◆ Exercise requirements: Whatever appears in the listing, return all of it exactly.

◆ Information:
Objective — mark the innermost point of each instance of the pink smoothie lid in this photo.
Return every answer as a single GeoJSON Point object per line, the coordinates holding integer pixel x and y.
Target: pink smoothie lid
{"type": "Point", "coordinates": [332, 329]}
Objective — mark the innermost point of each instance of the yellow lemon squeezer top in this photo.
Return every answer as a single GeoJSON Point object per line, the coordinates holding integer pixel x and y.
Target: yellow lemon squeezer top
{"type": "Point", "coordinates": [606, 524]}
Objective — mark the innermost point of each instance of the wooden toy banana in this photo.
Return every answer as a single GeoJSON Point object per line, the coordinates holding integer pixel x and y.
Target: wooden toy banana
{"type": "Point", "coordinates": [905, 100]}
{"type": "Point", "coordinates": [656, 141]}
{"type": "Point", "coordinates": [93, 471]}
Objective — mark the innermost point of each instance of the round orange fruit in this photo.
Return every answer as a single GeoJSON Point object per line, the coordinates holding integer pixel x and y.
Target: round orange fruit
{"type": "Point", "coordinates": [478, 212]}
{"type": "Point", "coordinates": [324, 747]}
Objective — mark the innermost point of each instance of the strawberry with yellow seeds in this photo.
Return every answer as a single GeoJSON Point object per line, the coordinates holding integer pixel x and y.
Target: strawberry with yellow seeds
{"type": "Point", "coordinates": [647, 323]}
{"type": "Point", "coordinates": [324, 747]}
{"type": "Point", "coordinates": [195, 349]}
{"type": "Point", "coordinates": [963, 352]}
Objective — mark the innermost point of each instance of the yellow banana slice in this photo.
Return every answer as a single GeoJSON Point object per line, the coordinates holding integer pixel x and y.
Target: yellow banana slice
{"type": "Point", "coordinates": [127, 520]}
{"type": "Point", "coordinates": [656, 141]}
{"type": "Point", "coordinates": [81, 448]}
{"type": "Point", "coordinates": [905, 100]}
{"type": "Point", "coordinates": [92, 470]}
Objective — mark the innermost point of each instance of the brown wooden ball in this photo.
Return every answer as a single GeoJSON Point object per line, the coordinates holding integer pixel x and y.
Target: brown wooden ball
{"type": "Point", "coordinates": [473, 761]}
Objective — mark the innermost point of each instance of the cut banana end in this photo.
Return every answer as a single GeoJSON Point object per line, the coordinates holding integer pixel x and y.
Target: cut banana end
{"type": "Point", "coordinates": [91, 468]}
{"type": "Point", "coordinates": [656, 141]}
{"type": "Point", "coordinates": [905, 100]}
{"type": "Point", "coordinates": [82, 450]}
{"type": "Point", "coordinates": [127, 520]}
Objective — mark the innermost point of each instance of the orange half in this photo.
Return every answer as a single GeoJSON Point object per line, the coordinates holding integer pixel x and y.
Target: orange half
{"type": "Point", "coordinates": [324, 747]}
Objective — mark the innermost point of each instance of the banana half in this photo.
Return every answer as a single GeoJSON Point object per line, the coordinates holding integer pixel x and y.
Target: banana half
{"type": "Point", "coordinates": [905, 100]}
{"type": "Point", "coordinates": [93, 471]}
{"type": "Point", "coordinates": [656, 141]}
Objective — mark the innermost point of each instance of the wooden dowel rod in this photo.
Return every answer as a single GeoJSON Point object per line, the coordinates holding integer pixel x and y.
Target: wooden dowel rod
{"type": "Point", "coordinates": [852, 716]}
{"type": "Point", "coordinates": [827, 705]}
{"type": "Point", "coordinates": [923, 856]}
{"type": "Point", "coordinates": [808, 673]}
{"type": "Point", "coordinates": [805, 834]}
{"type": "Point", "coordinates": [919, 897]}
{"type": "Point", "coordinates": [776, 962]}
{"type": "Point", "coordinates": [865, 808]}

◆ Exercise output:
Objective — mark the innermost point of each instance of the pink smoothie lid in this photo.
Return every answer as a single GeoJSON Point object per line, the coordinates holding integer pixel x and y.
Target: pink smoothie lid
{"type": "Point", "coordinates": [332, 329]}
Objective — mark the innermost point of each instance of the yellow lemon squeezer top in this photo.
Return every answer as a single GeoJSON Point object per line, the coordinates holding integer pixel x and y.
Target: yellow lemon squeezer top
{"type": "Point", "coordinates": [606, 524]}
Objective — mark the innermost point of each instance of the wooden toy banana in this photo.
Return every answer as a single GeoJSON Point object per line, the coordinates holding integer pixel x and y.
Target: wooden toy banana
{"type": "Point", "coordinates": [905, 100]}
{"type": "Point", "coordinates": [656, 141]}
{"type": "Point", "coordinates": [93, 471]}
Objective — mark the innermost point of each instance of the round orange fruit in this photo.
Return every answer as a single GeoJSON Point object per line, the coordinates holding integer pixel x and y.
Target: round orange fruit
{"type": "Point", "coordinates": [478, 212]}
{"type": "Point", "coordinates": [324, 747]}
Objective — mark the innermost point of each instance of the strawberry with yellow seeds in this photo.
Return every answer as a single GeoJSON Point object per line, the coordinates holding integer pixel x and y.
Target: strawberry with yellow seeds
{"type": "Point", "coordinates": [647, 323]}
{"type": "Point", "coordinates": [324, 747]}
{"type": "Point", "coordinates": [195, 349]}
{"type": "Point", "coordinates": [963, 352]}
Objective — mark the innermost point of each instance of the yellow banana slice in this photo.
Return every answer as a single GeoJSON Point object per line, the coordinates holding integer pixel x and y.
Target: yellow banana slice
{"type": "Point", "coordinates": [127, 520]}
{"type": "Point", "coordinates": [656, 141]}
{"type": "Point", "coordinates": [81, 448]}
{"type": "Point", "coordinates": [905, 100]}
{"type": "Point", "coordinates": [92, 470]}
Objective — mark the innermost point of each instance of the brown wooden ball in this photo.
Return every answer as a single GeoJSON Point object per line, the coordinates holding integer pixel x and y.
Target: brown wooden ball
{"type": "Point", "coordinates": [473, 761]}
Objective — mark the innermost point of each instance of the cut banana end in this photo.
Return every answer as a single GeoJSON Point object per line, the coordinates holding integer pixel x and y.
Target: cut banana end
{"type": "Point", "coordinates": [91, 468]}
{"type": "Point", "coordinates": [656, 141]}
{"type": "Point", "coordinates": [905, 100]}
{"type": "Point", "coordinates": [82, 450]}
{"type": "Point", "coordinates": [127, 520]}
Objective — mark the innermost point of each instance of the orange half in this photo.
Return every answer as a single GeoJSON Point object per line, the coordinates holding integer pixel x and y.
Target: orange half
{"type": "Point", "coordinates": [324, 747]}
Objective — mark the innermost point of each instance of the banana half in this photo.
Return every answer as a single GeoJSON Point object per line, the coordinates holding integer pixel x and y.
Target: banana half
{"type": "Point", "coordinates": [905, 100]}
{"type": "Point", "coordinates": [93, 471]}
{"type": "Point", "coordinates": [656, 141]}
Objective — mark the innermost point of each instance of the wooden dowel rod in this photo.
Return every answer as a single GeoJSON Point object per line, the coordinates holding integer pixel x and y.
Target: wooden dowel rod
{"type": "Point", "coordinates": [852, 716]}
{"type": "Point", "coordinates": [827, 705]}
{"type": "Point", "coordinates": [923, 856]}
{"type": "Point", "coordinates": [808, 673]}
{"type": "Point", "coordinates": [805, 834]}
{"type": "Point", "coordinates": [919, 897]}
{"type": "Point", "coordinates": [776, 962]}
{"type": "Point", "coordinates": [865, 808]}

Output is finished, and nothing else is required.